=== Task inputs ===

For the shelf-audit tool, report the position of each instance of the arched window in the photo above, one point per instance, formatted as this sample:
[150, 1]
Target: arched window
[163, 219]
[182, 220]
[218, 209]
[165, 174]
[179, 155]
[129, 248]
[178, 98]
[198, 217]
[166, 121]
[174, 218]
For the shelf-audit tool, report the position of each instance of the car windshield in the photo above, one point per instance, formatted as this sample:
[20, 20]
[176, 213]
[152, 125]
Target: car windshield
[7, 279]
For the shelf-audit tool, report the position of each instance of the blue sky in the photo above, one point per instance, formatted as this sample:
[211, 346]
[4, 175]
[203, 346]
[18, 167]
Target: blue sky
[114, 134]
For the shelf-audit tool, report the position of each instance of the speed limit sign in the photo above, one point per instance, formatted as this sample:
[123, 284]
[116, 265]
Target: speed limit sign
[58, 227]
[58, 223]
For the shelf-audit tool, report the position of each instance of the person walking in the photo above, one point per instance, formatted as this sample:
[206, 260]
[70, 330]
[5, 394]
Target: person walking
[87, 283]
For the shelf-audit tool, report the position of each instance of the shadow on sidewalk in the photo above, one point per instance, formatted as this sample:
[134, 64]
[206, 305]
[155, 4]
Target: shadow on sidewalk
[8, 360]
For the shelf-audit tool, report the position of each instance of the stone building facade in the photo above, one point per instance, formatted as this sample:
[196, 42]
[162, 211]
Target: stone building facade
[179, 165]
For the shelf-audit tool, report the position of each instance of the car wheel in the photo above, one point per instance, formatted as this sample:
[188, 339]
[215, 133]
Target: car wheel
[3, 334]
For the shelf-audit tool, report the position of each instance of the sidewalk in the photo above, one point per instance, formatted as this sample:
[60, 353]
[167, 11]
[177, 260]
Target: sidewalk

===

● **Exercise aim**:
Give every record again, exactly as it reads.

● **Exercise answer**:
For the shelf-audit tool, report the position of each instance of the arched window in the photo above, one point per instance, formatted as this sample:
[150, 1]
Target: arched window
[163, 219]
[182, 220]
[218, 209]
[165, 174]
[179, 155]
[129, 248]
[178, 98]
[198, 217]
[166, 121]
[174, 218]
For the shelf-audit tool, report the position of each instance of the car windshield in the photo above, one point per instance, formatted as this sample:
[20, 20]
[176, 213]
[152, 125]
Target: car windshield
[7, 279]
For the shelf-audit tool, report the position of each instance of the blue sky in the photo above, one point per instance, formatted as this sample:
[211, 346]
[4, 175]
[203, 346]
[18, 167]
Target: blue sky
[114, 134]
For the shelf-audit tool, report the position of each instance of the speed limit sign in the photo above, one point per instance, formatted as this sample:
[123, 284]
[116, 265]
Target: speed limit sign
[58, 227]
[58, 223]
For the shelf-audit tool, report the position of each instance of the person walking in the photo above, one point per instance, formatted as this sample:
[206, 260]
[70, 330]
[5, 394]
Target: person walking
[87, 283]
For the shelf-audit tool, report the position of each instance of the shadow on sidewalk in the photo above, one point per instance, formatted as this sample:
[134, 64]
[206, 305]
[155, 4]
Target: shadow on sidewalk
[8, 360]
For the shelf-audit tool, report the position of each instance of the stone building facade in the photo above, one point per instance, formatted as this sample:
[196, 42]
[162, 211]
Target: stone building facade
[179, 165]
For the shelf-audit tool, report the position of each instance of the car wheel in the photo above, one point per instance, formatted as this sample:
[188, 339]
[215, 133]
Target: car wheel
[3, 334]
For the shelf-audit tool, report the position of each instance of the sidewalk in the photo above, one point per instance, formatted as this sample:
[60, 353]
[167, 11]
[177, 260]
Target: sidewalk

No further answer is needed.